Once you have found the line with "Where can you spot the corkscrew" in the records below, retype it and every line after it to the end exactly, with no pictures and nothing more.

◆ EXCERPTED DATA ◆
┄┄┄┄┄┄┄┄┄┄
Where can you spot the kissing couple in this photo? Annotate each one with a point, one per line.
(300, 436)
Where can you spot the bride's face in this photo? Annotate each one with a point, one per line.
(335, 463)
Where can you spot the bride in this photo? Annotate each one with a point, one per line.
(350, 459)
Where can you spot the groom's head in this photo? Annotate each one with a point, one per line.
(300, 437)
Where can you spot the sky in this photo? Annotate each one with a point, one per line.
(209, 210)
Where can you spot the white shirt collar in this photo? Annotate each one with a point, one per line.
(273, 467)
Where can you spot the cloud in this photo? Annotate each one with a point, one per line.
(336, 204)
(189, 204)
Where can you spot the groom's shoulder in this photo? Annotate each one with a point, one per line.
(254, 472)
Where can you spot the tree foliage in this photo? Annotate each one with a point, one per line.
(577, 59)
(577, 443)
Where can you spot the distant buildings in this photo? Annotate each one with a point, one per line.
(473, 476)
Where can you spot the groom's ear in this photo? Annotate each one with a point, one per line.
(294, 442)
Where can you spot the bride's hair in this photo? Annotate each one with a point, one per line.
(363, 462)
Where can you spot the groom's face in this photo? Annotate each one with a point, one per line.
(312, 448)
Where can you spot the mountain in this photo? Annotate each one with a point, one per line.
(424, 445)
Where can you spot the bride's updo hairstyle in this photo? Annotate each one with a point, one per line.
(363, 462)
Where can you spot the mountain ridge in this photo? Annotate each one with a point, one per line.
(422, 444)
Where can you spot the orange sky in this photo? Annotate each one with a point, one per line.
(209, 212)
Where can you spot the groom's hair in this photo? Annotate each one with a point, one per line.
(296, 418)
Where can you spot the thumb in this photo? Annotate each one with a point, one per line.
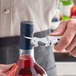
(60, 29)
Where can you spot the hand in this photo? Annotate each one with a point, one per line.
(4, 68)
(66, 29)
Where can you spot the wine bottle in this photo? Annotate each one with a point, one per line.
(26, 64)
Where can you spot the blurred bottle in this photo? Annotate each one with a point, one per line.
(73, 12)
(67, 4)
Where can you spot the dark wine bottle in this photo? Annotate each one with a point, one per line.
(26, 64)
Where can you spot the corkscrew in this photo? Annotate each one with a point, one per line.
(45, 41)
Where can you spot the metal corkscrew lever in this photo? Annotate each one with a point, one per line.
(45, 41)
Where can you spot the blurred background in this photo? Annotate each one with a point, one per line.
(66, 64)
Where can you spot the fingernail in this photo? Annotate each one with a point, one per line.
(54, 33)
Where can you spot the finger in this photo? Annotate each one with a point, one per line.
(72, 45)
(60, 29)
(1, 74)
(4, 67)
(66, 39)
(73, 52)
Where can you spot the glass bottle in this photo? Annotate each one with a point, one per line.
(66, 6)
(73, 12)
(26, 64)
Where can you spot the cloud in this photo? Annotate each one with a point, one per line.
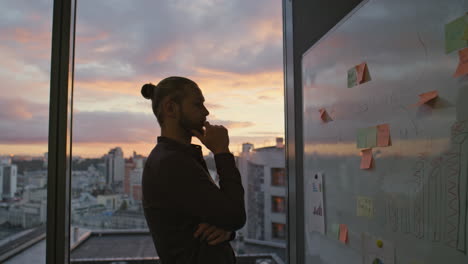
┄┄┄┄┄┄┄┄┄┄
◆ RESPONSE ◆
Where can you spot the corkscrew in this photo? Annotate each one with a point, one per line.
(45, 41)
Where can you spot the metal corkscrew lever in this photo? Annotate each one with a point, one per line.
(45, 41)
Where can you spot the blurred background in this photo? Annotate each one with a point, one per line.
(66, 64)
Where can you spot the fingernail in this photo? Annotate each one with a point, one per line.
(54, 33)
Where can you spot the finger in this photo? Annotate each one with a point, one per line.
(72, 45)
(60, 29)
(1, 74)
(4, 67)
(66, 39)
(73, 52)
Where can you spot the glass bottle in this photo? Annotate each one with a point, one per line.
(66, 6)
(73, 12)
(26, 64)
Where can you spot the cloud in this photo? Annotate each one with a point, one per line.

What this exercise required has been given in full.